In the text below about the confined flare, which two instruments on board the Solar Dynamics Observatory observed the flare?

# TEXT SECTION
########
Aims: We present a detailed study of a confined circular flare dynamics associated with three UV late phases in order to understand more precisely which topological elements are present and how they constrain the dynamics of the flare.
Methods: We perform a non-linear force-free field extrapolation of the confined flare observed with the Helioseismic and Magnetic Imager (HMI) and Atmospheric Imaging Assembly (AIA) instruments on board Solar Dynamics Observatory (SDO). From the 3D magnetic field we compute the squashing factor and we analyse its distribution. Conjointly, we analyse the AIA extreme ultraviolet (EUV) light curves and images in order to identify the post-flare loops, and their temporal and thermal evolution. By combining the two analyses we are able to propose a detailed scenario that explains the dynamics of the flare.
########
Region pointing data:
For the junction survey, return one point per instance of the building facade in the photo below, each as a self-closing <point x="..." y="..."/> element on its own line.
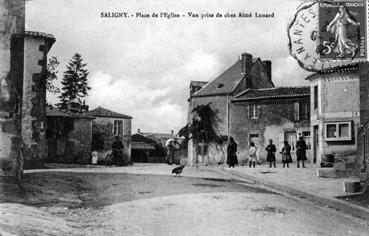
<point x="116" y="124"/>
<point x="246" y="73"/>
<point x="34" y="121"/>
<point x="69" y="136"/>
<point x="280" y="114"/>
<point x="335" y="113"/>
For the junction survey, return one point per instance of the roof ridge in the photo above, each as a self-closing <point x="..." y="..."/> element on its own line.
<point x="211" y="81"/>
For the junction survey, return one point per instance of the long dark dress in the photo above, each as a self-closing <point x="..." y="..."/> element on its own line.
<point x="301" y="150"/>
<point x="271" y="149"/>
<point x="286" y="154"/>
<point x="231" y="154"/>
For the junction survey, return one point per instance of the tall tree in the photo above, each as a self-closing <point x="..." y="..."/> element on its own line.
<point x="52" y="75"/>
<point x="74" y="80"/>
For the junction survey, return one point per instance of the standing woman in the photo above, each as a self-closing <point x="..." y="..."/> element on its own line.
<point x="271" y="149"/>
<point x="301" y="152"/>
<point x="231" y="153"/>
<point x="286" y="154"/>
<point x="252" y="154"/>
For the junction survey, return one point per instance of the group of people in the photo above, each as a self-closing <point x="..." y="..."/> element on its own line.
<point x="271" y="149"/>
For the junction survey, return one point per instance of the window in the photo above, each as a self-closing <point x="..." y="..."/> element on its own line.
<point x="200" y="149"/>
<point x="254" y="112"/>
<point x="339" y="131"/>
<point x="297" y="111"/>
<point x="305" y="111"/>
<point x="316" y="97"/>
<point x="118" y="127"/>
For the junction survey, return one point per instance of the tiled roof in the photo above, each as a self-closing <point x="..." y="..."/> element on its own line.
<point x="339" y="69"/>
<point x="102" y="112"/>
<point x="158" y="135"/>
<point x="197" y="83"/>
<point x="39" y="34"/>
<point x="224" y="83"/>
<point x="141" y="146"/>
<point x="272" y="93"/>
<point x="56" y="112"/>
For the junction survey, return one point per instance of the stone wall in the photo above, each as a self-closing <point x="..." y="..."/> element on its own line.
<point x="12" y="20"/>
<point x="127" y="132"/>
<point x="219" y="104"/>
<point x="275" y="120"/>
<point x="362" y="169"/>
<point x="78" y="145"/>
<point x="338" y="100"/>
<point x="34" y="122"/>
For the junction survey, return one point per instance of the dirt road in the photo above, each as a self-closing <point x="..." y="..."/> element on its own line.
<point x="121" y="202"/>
########
# EXERCISE OUTPUT
The Helioseismic and Magnetic Imager (HMI) and the Atmospheric Imaging Assembly (AIA).